Selection -
## Begin

Re: [rp-ml] A thesis about 3d-printing

From: Andrew Werby <>
Date: Mon Nov 16 2009 - 02:42:12 EET

Another interesting application is
in art. 3d printing puts sculpture
on the same level as other forms of
art capable of mechanical
reproduction, such as music and
video. Here's an article I'm
working on for Wikipedia on the
subject of digital sculpture
(anybody who has anything to add to
it can let me know now, or wait
until it goes live to edit it.):

== The realm of digital art is no
longer confined to 2d prints. ==

Over the past few decades, numerous
artists have begun to use computers
to help them create physical
three-dimensional art. Techniques
used range from using the computer
as a visualization tool, making
blueprints in a Computer-Aided
Design (CAD) program that
fabricators can use as guides in
cutting out metal plates for
welding together, a process used by
Bruce Beasley to creating art using
mathematical algorithms and
producing it directly with 3d
printers, which is what Bathsheba
Grossman does. The individual
programs and equipment, and the
artistic purposes they are employed
for, are as varied as the sculptors
who use them. While formerly the
means of doing this have been
restricted to those in industry or
academia, the recent proliferation
of powerful and affordable
computers has democratized the
field, and artists have either been
able to afford the means of
production individually, or have
made use of service bureaus to
produce physical versions of
virtual models they create on their

Programs used to create models
suitable for physical output range
from animation applications like
Maya and 3d Studio Max, to
engineering programs like
Solidworks, IronCAD, or Inventor,
to general-purpose modeling
environments like Rhinoceros, Form
Z, and Moi. A new generation of 3d
programs have made sculptural
effects easier to achieve. Programs
like Z-Brush and Mudbox use
techniques like displacement
mapping to alter surfaces, while
Sensable Technologies has developed
a "haptic" 3d environment where
users can use an articulated
force-feedback stylus device to
sculpt and modify forms in real time.

## End

Data provided -

## Begin

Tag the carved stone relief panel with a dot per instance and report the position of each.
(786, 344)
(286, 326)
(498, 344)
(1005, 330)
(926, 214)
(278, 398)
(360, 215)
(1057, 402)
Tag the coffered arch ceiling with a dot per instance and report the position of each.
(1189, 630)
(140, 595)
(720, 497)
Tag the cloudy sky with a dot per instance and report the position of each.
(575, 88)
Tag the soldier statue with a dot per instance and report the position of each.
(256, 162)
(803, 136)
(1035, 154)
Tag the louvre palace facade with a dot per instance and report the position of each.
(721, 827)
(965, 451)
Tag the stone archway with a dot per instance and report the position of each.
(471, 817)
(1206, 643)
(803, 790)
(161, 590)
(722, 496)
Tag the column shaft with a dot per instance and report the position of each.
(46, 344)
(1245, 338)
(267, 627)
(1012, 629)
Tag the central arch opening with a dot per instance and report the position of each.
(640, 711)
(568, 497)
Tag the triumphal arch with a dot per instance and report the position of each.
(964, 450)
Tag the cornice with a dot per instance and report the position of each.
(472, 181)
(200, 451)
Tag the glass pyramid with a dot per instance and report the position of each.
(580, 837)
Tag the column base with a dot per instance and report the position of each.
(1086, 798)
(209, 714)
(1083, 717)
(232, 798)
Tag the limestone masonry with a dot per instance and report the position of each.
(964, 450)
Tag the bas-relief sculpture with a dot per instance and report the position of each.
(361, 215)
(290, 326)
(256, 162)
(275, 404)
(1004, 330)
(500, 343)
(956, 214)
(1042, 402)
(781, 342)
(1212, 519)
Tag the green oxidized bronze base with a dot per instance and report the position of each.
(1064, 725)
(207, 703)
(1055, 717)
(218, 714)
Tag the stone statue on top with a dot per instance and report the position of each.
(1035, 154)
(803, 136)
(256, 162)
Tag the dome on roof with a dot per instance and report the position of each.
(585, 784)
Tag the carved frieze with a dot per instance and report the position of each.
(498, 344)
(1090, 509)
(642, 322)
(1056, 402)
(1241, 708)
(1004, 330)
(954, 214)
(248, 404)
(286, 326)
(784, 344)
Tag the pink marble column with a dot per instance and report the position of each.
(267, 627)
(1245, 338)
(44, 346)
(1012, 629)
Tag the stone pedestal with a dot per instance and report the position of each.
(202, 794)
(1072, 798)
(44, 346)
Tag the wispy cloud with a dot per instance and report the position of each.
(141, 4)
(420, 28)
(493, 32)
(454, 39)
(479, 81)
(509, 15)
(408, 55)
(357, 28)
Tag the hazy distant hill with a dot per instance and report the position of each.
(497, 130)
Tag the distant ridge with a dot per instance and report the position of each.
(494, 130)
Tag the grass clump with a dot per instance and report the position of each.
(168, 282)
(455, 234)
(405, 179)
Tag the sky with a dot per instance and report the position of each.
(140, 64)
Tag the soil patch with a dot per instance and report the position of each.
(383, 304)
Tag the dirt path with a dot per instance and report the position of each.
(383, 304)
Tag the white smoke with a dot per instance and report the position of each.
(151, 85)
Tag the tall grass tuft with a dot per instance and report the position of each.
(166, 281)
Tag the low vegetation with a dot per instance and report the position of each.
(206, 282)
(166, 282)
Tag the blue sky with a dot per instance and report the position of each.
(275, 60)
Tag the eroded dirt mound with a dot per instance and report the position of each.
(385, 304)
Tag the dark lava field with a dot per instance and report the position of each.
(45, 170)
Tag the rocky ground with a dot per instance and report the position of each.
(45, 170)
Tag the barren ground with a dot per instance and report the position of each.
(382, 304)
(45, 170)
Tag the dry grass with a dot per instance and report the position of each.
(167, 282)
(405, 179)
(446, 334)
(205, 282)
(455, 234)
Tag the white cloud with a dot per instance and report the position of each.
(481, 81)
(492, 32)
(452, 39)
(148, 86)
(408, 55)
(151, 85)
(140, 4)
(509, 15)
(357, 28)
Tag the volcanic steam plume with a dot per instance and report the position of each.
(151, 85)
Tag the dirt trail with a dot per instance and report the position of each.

## End

What this exercise asks -
**a.** Which engineering programs does the post on digital sculpture name?
**b.** Please shift every coordinate in the records up by 60 on both axes for the stretch from the line containing "Tag the dirt path" through the end of the records. Write that stretch out again, including its requests.
The post and the records are unrelated to each other.

Task results -
**a.** Solidworks, IronCAD, Inventor

**b.**
Tag the dirt path with a dot per instance and report the position of each.
(443, 364)
Tag the white smoke with a dot per instance and report the position of each.
(211, 145)
Tag the tall grass tuft with a dot per instance and report the position of each.
(226, 341)
Tag the low vegetation with a dot per instance and report the position of each.
(266, 342)
(226, 342)
Tag the blue sky with a dot per instance and report the position of each.
(335, 120)
Tag the eroded dirt mound with a dot per instance and report the position of each.
(445, 364)
Tag the dark lava field with a dot per instance and report the position of each.
(105, 230)
Tag the rocky ground with a dot per instance and report the position of each.
(105, 230)
Tag the barren ground with a dot per instance and report the position of each.
(442, 364)
(105, 230)
Tag the dry grass with a dot per instance and report the position of each.
(227, 342)
(465, 239)
(506, 394)
(265, 342)
(515, 294)
Tag the white cloud with a dot per instance and report the position of each.
(541, 141)
(552, 92)
(512, 99)
(208, 146)
(468, 115)
(211, 145)
(200, 64)
(569, 75)
(417, 88)
Tag the volcanic steam plume with a dot per instance and report the position of each.
(211, 145)
Tag the dirt trail with a dot per instance and report the position of each.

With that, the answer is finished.